**PROBLEM TO WORK ON**
Range to output from the entries below: the line containing "Target: curtain rod" through the line containing "Find the flower". Set it down exactly, ends included, nothing else.

(Region pointing data)
'''
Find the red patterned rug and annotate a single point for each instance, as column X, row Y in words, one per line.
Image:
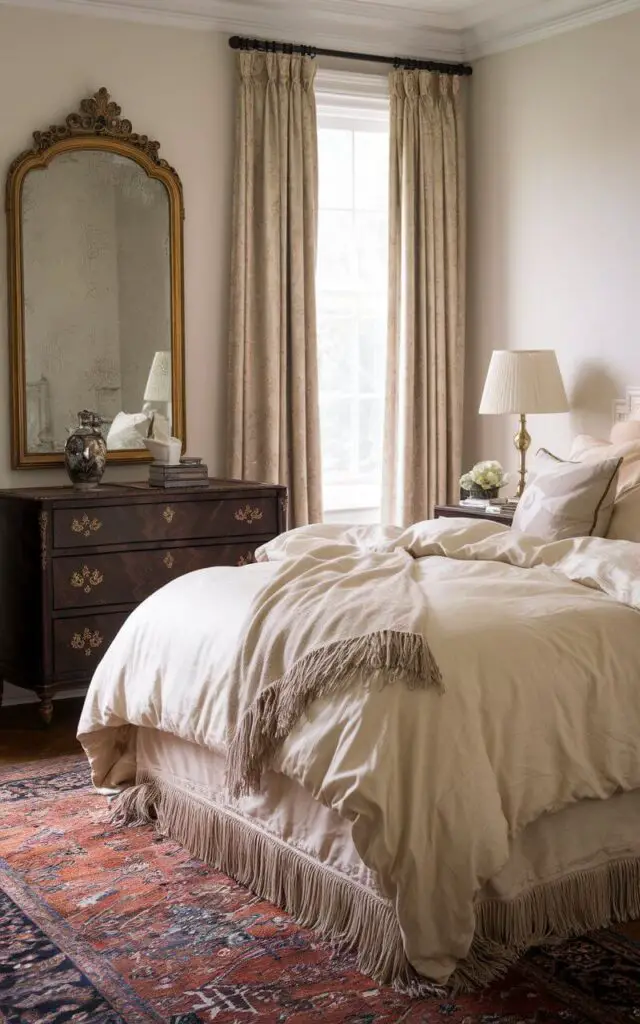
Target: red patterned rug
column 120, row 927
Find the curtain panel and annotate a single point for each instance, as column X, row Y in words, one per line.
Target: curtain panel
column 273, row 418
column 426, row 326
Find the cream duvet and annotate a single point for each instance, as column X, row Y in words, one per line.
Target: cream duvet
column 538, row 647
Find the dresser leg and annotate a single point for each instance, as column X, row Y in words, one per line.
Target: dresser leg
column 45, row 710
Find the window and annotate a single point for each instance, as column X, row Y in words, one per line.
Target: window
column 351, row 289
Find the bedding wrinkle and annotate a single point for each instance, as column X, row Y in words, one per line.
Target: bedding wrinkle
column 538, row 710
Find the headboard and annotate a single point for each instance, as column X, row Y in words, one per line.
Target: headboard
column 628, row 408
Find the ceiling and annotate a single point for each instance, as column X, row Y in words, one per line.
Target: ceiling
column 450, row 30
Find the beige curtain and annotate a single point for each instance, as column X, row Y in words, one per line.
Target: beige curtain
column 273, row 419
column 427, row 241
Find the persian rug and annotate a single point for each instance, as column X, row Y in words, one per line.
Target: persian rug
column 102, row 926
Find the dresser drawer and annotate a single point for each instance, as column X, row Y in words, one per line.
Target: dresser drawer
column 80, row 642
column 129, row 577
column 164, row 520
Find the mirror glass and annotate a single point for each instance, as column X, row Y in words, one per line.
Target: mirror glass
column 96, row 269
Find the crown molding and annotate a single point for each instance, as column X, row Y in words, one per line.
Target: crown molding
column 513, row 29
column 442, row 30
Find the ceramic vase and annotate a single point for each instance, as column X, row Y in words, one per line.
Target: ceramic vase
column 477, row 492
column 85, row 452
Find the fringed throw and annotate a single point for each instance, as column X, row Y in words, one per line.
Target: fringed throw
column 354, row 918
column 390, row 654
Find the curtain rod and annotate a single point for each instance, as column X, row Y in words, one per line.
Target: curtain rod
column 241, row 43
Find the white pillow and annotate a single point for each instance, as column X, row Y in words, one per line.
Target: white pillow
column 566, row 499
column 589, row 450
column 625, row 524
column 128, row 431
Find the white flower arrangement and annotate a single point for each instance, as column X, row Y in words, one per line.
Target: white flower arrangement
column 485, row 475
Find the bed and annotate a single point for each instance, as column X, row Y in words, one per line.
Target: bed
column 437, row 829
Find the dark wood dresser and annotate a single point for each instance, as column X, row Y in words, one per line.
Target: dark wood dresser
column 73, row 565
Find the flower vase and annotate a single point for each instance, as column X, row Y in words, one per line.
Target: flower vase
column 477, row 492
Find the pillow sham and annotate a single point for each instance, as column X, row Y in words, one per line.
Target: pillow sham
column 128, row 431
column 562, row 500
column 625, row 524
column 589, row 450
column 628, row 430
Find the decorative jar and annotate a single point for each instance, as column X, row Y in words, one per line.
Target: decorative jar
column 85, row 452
'''
'''
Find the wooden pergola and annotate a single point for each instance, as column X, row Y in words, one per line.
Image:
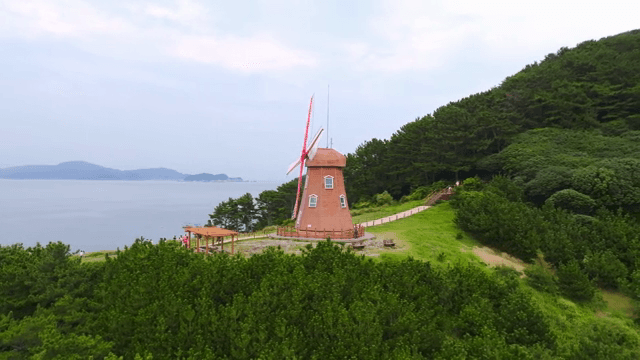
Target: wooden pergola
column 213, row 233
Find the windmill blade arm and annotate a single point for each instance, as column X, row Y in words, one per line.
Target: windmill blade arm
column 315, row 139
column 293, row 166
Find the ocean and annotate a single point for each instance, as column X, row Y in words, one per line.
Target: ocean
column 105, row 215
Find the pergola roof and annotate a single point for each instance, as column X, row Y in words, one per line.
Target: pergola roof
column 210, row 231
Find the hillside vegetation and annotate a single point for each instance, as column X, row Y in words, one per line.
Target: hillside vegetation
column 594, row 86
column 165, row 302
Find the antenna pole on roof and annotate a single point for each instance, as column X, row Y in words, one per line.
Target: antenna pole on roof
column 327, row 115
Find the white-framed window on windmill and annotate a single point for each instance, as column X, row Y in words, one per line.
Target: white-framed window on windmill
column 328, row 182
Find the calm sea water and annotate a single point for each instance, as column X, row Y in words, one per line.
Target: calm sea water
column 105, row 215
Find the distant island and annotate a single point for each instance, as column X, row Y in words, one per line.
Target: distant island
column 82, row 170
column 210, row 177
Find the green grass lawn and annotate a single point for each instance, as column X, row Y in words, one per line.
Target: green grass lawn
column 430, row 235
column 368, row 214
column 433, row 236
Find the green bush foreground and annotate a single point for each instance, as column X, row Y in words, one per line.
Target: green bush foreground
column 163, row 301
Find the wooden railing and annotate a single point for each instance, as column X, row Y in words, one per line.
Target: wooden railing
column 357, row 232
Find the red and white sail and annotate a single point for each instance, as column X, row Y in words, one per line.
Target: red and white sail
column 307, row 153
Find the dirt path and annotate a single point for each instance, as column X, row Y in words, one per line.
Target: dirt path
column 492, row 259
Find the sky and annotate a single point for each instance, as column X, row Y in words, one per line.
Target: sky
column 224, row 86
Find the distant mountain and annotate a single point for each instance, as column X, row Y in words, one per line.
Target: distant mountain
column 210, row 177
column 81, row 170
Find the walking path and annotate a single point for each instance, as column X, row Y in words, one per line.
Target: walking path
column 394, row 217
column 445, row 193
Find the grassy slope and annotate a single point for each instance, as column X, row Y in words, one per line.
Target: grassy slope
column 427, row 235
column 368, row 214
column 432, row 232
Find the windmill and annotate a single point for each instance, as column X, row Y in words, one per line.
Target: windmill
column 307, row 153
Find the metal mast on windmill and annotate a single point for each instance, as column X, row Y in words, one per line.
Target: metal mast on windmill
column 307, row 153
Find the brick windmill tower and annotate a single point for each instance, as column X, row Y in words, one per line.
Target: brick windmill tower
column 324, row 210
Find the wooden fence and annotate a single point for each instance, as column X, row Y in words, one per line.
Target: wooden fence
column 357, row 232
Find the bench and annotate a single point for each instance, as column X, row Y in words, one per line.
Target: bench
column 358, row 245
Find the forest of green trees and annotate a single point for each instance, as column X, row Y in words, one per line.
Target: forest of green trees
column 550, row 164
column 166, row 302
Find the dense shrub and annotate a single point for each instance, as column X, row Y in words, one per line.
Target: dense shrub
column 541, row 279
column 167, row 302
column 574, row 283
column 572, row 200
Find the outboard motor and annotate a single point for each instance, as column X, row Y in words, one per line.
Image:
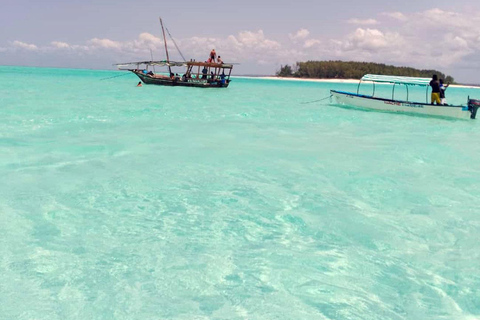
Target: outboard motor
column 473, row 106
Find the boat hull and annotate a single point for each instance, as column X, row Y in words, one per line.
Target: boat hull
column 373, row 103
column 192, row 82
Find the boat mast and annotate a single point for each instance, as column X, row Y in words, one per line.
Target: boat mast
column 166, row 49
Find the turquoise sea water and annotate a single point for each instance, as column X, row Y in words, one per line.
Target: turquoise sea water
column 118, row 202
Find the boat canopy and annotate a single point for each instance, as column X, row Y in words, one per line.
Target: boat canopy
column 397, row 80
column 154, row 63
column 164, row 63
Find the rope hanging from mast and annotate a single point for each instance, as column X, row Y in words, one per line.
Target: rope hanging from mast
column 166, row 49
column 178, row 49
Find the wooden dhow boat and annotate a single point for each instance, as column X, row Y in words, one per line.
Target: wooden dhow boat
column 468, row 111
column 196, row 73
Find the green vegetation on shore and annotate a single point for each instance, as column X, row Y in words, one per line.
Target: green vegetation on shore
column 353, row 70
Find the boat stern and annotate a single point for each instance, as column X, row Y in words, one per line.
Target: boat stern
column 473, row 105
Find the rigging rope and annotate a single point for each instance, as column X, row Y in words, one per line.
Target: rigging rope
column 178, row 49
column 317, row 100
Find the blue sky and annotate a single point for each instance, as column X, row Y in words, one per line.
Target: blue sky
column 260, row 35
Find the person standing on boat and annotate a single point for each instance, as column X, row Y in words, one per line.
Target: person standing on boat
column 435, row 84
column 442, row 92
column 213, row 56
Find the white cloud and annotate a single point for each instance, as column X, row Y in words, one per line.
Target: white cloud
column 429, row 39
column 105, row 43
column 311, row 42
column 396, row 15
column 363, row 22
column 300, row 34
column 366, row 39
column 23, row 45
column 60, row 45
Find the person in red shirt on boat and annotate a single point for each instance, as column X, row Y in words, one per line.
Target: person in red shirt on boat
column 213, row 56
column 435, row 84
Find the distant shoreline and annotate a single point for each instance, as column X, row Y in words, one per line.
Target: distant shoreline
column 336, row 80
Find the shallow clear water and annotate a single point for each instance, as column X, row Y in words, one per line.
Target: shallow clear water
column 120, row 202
'''
**RESPONSE**
Target: curtain rod
column 241, row 43
Find the white pillow and annotate a single point for each instance, as column X, row Y in words, one per line.
Target: white pillow
column 566, row 499
column 589, row 450
column 625, row 524
column 128, row 431
Find the white flower arrangement and annotate a single point for each instance, as column X, row Y in words, one per line.
Target: white flower arrangement
column 485, row 475
Find the bed and annotate a single point for each instance, as column X, row Y in words, one per line.
Target: bed
column 437, row 829
Find the dark wood dresser and annotate a single point for each instance, as column X, row Y in words, one per line.
Target: dark wood dresser
column 73, row 565
Find the flower vase and annotate a single point for each instance, as column X, row Y in words, one per line.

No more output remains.